Job:
Copy out all of the records below, putting "widest part" in place of each "thickest part" and changing nothing else.
(begin)
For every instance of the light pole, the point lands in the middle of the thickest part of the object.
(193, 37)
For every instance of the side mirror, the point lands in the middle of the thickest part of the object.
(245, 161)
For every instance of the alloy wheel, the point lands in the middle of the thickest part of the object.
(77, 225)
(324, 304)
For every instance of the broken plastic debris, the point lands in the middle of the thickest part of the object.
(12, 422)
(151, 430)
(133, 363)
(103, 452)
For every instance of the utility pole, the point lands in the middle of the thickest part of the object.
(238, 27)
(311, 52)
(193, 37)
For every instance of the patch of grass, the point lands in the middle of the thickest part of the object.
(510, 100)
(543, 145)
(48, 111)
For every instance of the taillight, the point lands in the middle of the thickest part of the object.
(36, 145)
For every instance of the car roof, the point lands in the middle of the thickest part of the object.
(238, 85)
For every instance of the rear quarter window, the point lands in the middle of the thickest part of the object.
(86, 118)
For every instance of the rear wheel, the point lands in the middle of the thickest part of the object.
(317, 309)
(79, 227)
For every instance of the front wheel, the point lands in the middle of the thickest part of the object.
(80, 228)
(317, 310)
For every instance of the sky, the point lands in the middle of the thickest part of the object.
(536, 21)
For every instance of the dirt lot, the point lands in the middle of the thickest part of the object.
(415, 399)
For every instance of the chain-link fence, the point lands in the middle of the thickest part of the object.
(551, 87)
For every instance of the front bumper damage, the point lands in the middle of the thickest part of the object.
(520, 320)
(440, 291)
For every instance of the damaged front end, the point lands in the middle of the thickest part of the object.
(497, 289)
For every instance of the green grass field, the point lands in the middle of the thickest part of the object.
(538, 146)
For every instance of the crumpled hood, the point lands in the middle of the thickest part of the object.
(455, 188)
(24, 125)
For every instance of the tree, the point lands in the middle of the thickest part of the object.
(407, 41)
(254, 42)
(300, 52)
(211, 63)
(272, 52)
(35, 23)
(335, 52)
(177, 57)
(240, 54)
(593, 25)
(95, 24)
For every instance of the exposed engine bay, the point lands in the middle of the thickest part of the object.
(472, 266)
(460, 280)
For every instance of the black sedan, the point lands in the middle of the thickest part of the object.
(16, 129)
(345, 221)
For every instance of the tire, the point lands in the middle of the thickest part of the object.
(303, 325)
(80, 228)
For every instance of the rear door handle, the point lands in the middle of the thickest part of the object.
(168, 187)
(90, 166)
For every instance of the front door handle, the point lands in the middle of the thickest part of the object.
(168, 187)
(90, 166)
(end)
Correct output:
For every instance of the light pole, the point lands in the middle of the widest part of the object.
(193, 37)
For every instance of the side mirror, the point lands in the middle of the widest part of the object.
(245, 161)
For every instance of the alloy wheel, the point lands in the middle of the widest part of the object.
(77, 225)
(324, 304)
For every instance of the broken plastic debris, the point lands in the middle of the widest part of the object.
(12, 422)
(151, 430)
(133, 363)
(103, 452)
For every instance of the utility pole, the point lands in the middle of the widest part of the object.
(238, 27)
(311, 52)
(193, 37)
For every instance of the patch of grass, the point lands in the middle of the widest part of the object.
(510, 100)
(543, 145)
(48, 111)
For every instance of the taillight, the point lands in the middle of the widest part of the object.
(36, 145)
For every instance of the car roof, the point lands in the middle of the widest part of the object.
(238, 85)
For every instance of the rear quarter window, the point lands in the middle of the widest part of the object.
(86, 118)
For every instance of the rear wheel, the point lands in the middle of the widest part of the object.
(317, 309)
(79, 227)
For every instance of the front wheel, the point lands in the middle of the widest part of the object.
(80, 228)
(317, 310)
For every instance of the sky, the point lands in the middle of the widest part of the object.
(536, 21)
For every instance of the dirt lot, the point lands in the middle of the widest part of the object.
(415, 399)
For every instance of the chain-link fence, the point lands in the middle of the widest part of the object.
(551, 87)
For every instance of the front bumper damage, the point lands in the middle of the widest part of the object.
(520, 320)
(440, 291)
For every instance of the damaged front end, the point lands in the middle of the widest part of the object.
(497, 289)
For every instance of the green grass field, the point lands in the middle of the widest part of the object.
(538, 146)
For every instance of the crumpled hood, the point lands in the middle of the widest part of the object.
(455, 188)
(24, 125)
For every instance of the tree, the point lands in the middle of the widest part of the object.
(407, 41)
(254, 42)
(300, 52)
(211, 63)
(272, 52)
(35, 23)
(335, 52)
(177, 57)
(240, 54)
(593, 25)
(95, 24)
For every instance of the exposed engine bay, the point lands in the middle of the widest part of the object.
(472, 266)
(460, 280)
For every instance of the black sedan, the point lands in the middle of the widest part of the object.
(16, 129)
(345, 221)
For every instance of the tire, the point lands in the middle of the widest part of the object.
(303, 325)
(80, 228)
For every instance of the rear door handle, the point lands in the middle of the widest part of the object.
(168, 187)
(90, 166)
For every instance of the front door handle, the point lands in the middle of the widest part of the object.
(168, 187)
(90, 166)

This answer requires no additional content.